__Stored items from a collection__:

--------

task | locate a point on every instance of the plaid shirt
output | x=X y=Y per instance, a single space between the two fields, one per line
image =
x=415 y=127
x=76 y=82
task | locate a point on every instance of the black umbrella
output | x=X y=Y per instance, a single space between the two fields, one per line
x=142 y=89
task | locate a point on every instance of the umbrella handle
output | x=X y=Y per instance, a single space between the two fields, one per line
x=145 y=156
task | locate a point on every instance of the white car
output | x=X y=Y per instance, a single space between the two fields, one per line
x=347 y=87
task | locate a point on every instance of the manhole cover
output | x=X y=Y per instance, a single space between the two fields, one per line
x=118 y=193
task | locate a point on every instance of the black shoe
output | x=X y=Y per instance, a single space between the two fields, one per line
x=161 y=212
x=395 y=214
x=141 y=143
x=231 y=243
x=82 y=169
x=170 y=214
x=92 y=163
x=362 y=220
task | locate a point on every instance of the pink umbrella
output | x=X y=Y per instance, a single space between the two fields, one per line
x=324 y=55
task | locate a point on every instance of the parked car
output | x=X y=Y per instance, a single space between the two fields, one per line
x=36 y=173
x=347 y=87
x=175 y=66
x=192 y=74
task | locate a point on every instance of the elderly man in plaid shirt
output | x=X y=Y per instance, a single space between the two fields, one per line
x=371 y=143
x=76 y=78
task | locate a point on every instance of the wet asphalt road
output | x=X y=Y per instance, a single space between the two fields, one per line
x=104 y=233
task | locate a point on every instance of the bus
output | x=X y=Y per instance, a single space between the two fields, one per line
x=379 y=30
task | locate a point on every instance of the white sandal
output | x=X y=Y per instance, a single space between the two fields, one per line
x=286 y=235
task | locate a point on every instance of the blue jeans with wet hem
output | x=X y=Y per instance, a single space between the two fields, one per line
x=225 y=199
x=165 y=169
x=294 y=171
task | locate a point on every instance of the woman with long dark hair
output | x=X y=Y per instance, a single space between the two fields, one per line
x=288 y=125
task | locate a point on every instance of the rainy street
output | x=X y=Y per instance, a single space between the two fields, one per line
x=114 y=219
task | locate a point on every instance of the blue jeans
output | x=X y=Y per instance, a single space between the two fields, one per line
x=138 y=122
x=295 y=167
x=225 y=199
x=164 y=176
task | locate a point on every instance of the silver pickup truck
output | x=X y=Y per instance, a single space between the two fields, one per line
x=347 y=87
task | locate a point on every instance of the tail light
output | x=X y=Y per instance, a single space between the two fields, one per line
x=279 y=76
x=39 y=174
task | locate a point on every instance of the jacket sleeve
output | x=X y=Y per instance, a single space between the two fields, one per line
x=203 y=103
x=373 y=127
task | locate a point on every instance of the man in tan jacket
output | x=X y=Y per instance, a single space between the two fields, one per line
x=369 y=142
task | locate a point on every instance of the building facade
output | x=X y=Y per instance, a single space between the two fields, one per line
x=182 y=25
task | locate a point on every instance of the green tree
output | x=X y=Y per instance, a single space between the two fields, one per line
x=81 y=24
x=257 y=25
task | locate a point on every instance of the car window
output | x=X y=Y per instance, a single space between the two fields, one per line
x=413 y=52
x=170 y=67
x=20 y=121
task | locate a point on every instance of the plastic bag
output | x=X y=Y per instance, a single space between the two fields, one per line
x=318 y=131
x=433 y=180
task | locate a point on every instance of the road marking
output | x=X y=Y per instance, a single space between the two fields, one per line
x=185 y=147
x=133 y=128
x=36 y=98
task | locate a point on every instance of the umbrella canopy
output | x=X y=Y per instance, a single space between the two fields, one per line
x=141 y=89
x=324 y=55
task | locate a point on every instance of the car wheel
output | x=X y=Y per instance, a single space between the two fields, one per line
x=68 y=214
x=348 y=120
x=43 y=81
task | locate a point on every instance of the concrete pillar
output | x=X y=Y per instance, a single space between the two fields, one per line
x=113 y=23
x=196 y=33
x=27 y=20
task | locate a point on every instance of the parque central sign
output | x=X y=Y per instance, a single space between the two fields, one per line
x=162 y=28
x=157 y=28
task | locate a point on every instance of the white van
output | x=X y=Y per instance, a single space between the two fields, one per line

--------

__How to complete this task__:
Set down precisely the lines above between the line holding "task | locate a point on every instance of the elderly" and the line holding "task | locate a point on every instance of the rainy", inclusive, and nothing beyond them.

__Response to the task__:
task | locate a point on every instance of the elderly man in plaid shirt
output | x=X y=Y per instance, a single space between the two fields, one per line
x=371 y=143
x=76 y=78
task | locate a point on every instance of the wet asphalt road
output | x=X y=Y per instance, a single space between the two fields, one per line
x=104 y=233
task | locate a point on every instance of the bus
output | x=X y=Y per instance, a single space between the two fields, one per line
x=379 y=30
task | locate a point on every instance of the white sandal
output | x=X y=Y per instance, a single space between the two fields, one per line
x=286 y=235
task | locate a point on every instance of the blue jeans with wet hem
output | x=X y=Y per instance, a single space between the two fields, one per line
x=225 y=199
x=165 y=169
x=294 y=171
task | locate a point on every instance of the woman with long dark hair
output | x=X y=Y per instance, a single space between the two fields, one per line
x=288 y=125
task | locate a point on every instance of the rainy street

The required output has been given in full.